• What is being asked
Convert every line of the entries below into a Markdown table with the columns Row and Line, putting a running row number in Row and the line itself in Line. Leave out blank lines.

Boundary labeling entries
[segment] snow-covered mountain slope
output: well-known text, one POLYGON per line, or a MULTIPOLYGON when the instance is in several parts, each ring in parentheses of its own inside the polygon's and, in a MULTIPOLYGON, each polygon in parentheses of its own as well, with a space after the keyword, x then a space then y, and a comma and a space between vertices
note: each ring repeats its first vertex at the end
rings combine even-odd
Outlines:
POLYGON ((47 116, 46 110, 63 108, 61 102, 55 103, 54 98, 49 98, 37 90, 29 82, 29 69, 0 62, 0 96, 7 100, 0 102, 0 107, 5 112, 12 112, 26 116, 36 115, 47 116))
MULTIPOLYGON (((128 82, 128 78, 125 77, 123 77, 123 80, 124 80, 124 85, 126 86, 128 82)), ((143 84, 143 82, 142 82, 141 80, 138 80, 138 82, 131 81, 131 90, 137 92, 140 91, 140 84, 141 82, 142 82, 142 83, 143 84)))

• Answer for this exercise
| Row | Line |
|---|---|
| 1 | [segment] snow-covered mountain slope |
| 2 | output: well-known text, one POLYGON per line, or a MULTIPOLYGON when the instance is in several parts, each ring in parentheses of its own inside the polygon's and, in a MULTIPOLYGON, each polygon in parentheses of its own as well, with a space after the keyword, x then a space then y, and a comma and a space between vertices |
| 3 | note: each ring repeats its first vertex at the end |
| 4 | rings combine even-odd |
| 5 | Outlines: |
| 6 | POLYGON ((47 116, 46 110, 63 108, 61 102, 55 103, 54 98, 49 98, 37 90, 29 82, 29 69, 0 62, 0 96, 7 100, 0 102, 0 107, 5 112, 12 112, 26 116, 36 115, 47 116)) |
| 7 | MULTIPOLYGON (((128 82, 128 78, 125 77, 123 77, 123 80, 124 80, 124 85, 126 86, 128 82)), ((143 84, 143 82, 142 82, 141 80, 138 80, 138 82, 131 81, 131 90, 137 92, 140 91, 140 84, 141 82, 142 82, 142 83, 143 84))) |